=== WORK INSTRUCTIONS ===
Gather every line in the rows below that contains the word "water", and copy each one out.
-------- DATA ROWS --------
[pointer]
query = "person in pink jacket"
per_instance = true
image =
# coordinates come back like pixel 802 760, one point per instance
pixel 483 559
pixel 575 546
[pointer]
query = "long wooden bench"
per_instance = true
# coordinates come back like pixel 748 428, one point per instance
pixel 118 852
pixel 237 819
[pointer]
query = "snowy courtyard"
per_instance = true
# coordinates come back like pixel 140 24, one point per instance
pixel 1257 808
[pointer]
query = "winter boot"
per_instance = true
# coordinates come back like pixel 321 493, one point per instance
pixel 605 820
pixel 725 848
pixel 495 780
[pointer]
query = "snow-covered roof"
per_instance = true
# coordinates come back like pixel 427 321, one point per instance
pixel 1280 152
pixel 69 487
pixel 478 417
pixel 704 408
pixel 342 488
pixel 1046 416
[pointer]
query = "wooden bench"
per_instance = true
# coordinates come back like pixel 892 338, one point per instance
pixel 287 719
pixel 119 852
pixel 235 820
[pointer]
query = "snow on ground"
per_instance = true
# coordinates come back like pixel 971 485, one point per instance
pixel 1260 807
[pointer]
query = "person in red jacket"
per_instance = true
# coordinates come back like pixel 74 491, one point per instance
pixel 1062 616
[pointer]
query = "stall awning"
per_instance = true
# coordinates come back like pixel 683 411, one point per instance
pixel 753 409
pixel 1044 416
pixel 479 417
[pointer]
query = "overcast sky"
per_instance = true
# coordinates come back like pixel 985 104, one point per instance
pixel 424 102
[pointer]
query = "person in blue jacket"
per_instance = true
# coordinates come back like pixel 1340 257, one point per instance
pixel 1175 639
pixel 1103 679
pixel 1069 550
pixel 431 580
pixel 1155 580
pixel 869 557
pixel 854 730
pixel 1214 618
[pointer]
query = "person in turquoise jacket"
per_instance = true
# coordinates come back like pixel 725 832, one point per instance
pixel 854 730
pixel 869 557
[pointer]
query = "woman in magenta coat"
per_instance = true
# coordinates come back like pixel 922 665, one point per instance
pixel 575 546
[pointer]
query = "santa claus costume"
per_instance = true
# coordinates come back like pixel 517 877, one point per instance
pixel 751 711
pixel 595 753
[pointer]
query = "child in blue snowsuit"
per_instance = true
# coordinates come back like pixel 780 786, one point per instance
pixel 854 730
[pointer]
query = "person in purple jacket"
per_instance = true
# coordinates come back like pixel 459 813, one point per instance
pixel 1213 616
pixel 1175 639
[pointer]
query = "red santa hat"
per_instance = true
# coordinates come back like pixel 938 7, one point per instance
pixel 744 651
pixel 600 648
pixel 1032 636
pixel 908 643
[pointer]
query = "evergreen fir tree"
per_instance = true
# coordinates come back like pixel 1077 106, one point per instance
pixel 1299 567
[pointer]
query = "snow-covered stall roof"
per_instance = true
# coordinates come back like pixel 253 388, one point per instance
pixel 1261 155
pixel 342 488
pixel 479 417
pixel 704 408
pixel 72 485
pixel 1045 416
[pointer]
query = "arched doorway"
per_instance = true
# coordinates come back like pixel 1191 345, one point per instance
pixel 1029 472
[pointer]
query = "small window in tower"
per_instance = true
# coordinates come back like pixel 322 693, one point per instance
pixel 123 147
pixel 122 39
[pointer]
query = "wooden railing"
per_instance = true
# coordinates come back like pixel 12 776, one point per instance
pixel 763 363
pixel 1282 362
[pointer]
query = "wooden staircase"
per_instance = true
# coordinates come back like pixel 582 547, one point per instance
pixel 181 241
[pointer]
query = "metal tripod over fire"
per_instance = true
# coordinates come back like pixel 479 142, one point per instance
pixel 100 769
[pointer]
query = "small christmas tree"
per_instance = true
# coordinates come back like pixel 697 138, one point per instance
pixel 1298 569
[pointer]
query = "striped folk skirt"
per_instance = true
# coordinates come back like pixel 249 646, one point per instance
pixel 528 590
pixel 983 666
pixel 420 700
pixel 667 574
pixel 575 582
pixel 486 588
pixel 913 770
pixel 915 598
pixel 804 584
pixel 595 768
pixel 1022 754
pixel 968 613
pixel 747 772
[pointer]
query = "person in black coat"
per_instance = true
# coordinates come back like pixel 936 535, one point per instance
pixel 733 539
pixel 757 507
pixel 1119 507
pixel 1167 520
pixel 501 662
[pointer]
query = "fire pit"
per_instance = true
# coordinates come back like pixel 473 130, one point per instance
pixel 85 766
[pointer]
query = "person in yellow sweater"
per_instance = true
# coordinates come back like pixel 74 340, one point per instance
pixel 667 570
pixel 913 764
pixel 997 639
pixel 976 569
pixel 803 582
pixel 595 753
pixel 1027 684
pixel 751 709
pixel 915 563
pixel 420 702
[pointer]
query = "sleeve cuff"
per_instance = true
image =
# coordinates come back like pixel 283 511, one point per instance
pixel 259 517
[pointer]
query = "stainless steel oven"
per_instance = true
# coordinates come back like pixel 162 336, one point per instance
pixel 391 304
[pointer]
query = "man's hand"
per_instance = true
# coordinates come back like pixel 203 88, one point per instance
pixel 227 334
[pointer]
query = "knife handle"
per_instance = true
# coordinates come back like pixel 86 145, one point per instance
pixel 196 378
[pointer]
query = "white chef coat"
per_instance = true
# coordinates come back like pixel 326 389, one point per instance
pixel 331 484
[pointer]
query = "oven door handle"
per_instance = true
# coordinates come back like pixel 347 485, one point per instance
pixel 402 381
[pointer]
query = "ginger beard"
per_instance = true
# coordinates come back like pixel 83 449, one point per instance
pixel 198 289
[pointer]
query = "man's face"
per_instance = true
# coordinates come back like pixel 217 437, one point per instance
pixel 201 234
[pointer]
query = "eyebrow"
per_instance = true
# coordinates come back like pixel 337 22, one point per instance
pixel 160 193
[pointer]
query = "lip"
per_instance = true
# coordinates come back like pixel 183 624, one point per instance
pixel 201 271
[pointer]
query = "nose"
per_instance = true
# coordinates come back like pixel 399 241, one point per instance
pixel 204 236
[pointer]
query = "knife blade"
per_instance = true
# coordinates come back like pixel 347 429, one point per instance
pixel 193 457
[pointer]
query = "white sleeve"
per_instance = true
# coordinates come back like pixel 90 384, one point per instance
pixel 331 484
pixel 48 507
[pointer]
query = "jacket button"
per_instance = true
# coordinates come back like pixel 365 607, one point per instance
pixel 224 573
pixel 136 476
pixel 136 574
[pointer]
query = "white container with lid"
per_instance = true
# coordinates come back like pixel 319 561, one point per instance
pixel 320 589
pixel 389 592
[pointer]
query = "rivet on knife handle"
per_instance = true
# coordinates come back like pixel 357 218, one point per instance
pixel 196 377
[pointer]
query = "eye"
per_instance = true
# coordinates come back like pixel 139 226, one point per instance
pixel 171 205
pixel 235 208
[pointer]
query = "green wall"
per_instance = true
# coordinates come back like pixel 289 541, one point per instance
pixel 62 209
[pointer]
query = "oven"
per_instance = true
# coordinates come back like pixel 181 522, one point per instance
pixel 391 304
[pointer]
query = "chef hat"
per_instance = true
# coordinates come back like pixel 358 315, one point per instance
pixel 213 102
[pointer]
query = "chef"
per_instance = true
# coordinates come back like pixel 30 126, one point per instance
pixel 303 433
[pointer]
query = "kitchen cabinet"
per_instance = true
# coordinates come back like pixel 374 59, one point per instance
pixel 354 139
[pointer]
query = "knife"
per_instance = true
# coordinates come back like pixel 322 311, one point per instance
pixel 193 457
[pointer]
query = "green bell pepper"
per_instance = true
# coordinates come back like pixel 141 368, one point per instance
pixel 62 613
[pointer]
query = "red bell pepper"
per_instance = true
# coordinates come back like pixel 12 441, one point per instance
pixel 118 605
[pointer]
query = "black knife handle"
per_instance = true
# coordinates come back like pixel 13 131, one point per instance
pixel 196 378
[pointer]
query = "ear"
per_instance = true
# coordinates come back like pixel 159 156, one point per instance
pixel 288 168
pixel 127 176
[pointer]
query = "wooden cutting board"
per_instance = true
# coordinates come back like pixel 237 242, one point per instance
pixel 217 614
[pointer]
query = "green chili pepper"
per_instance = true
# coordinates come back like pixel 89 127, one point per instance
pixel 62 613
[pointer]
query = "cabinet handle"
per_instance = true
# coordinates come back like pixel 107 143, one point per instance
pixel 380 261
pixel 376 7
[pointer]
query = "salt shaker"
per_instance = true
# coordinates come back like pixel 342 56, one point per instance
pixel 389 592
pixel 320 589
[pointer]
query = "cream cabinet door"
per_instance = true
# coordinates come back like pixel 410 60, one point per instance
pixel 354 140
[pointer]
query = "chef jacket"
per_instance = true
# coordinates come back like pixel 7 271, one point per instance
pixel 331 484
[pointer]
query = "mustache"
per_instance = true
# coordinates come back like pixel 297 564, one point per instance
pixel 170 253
--------
-------- DATA ROWS --------
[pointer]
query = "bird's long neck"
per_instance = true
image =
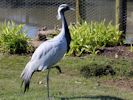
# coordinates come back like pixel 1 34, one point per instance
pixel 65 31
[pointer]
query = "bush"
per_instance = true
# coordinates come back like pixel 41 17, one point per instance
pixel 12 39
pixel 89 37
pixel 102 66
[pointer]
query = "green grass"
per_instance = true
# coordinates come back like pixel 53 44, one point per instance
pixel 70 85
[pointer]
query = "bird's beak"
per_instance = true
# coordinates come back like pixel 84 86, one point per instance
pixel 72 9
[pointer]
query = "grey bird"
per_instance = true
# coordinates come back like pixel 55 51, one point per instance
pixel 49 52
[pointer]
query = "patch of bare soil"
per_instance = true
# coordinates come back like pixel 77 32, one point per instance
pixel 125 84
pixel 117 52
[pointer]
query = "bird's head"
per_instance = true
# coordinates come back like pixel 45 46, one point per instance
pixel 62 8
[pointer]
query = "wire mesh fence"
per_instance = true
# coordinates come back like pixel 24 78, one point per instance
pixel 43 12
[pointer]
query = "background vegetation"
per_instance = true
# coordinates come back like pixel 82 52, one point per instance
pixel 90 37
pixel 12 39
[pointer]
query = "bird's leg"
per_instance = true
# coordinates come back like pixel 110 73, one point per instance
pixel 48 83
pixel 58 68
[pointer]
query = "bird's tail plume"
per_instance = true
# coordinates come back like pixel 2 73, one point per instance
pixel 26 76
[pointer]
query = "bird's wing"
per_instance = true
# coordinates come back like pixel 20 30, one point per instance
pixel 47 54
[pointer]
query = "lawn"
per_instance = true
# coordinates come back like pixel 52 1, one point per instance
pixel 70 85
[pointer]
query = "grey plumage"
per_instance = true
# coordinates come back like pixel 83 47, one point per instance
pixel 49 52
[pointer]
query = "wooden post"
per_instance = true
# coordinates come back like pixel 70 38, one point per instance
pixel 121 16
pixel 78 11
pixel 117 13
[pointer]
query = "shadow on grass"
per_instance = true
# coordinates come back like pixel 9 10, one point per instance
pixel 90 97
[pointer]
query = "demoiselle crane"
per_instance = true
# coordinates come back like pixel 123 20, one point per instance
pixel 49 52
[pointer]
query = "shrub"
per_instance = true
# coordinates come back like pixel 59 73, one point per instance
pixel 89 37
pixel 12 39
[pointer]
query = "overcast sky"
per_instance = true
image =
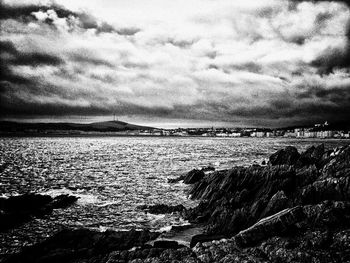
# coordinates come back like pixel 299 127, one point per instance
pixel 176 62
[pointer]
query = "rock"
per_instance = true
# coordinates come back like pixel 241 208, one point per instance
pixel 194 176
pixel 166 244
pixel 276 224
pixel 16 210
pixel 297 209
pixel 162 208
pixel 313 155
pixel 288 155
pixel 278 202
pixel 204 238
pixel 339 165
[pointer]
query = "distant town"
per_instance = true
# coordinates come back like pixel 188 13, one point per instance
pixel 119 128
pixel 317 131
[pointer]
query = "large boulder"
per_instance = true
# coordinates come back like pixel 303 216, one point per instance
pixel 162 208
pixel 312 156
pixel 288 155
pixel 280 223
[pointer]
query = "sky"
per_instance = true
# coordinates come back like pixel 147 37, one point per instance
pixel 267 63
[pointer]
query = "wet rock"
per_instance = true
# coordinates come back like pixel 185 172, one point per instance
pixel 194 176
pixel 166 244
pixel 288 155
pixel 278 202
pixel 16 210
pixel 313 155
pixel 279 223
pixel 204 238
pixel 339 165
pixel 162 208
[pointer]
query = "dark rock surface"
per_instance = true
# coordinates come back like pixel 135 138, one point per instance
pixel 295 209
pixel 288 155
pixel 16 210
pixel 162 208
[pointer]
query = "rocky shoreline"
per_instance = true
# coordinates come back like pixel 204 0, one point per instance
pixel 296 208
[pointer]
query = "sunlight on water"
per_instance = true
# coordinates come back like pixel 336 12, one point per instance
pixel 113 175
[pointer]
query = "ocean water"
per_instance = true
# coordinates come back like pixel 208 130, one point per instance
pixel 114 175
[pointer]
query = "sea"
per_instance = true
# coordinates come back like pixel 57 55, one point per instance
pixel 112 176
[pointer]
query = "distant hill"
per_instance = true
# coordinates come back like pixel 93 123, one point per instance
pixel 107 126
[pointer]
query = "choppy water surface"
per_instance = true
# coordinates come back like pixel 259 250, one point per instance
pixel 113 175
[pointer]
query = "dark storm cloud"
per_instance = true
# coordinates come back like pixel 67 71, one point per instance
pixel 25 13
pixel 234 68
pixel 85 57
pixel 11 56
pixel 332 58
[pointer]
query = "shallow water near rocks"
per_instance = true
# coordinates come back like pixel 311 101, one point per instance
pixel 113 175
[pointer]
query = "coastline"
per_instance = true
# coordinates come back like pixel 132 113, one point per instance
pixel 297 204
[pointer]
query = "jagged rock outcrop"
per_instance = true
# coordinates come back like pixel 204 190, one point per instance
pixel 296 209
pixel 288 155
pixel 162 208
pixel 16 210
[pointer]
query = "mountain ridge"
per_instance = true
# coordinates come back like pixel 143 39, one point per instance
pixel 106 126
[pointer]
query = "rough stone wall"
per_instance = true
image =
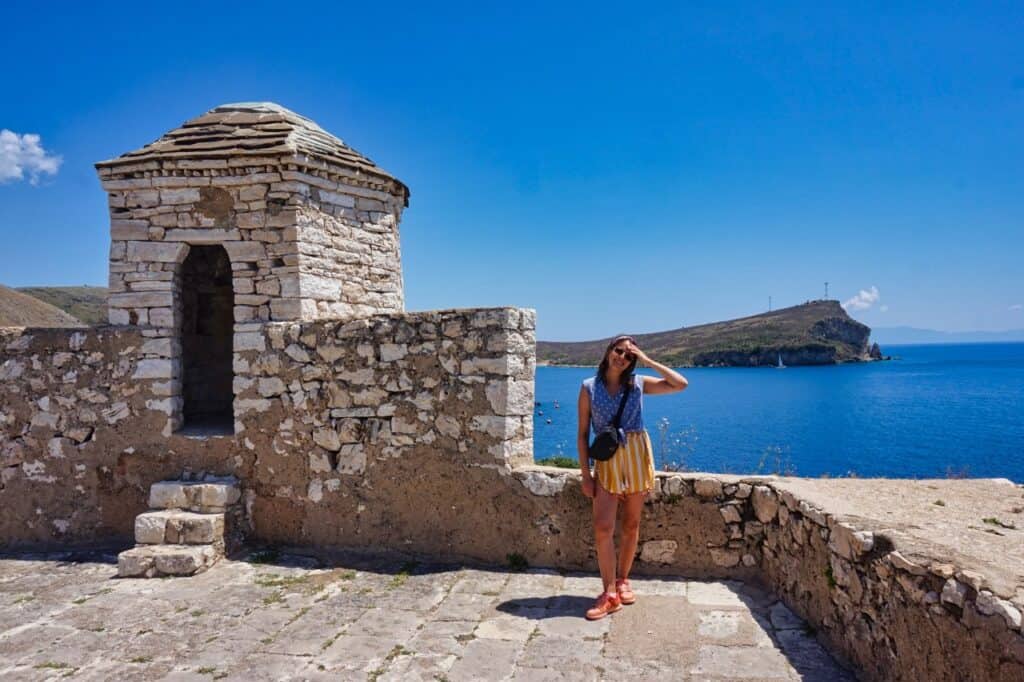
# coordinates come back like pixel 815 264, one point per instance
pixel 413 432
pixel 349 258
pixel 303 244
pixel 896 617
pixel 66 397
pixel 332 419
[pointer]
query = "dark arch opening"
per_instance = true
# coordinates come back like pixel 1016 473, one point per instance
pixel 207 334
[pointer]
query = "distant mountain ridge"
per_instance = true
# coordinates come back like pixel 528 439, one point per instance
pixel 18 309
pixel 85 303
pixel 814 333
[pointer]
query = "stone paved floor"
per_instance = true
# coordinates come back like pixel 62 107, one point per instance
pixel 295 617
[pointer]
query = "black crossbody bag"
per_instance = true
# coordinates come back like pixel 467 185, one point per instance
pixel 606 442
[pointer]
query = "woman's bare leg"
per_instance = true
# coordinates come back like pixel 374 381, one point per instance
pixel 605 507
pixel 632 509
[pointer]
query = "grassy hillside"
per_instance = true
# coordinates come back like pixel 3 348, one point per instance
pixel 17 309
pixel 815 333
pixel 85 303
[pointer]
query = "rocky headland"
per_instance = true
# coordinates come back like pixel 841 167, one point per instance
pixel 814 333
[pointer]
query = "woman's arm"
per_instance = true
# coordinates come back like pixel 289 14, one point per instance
--------
=== RESULT OF THIS TASK ===
query = "sunlight on water"
query = "ocean water"
query = "choppy water surface"
query = "shallow water near rocks"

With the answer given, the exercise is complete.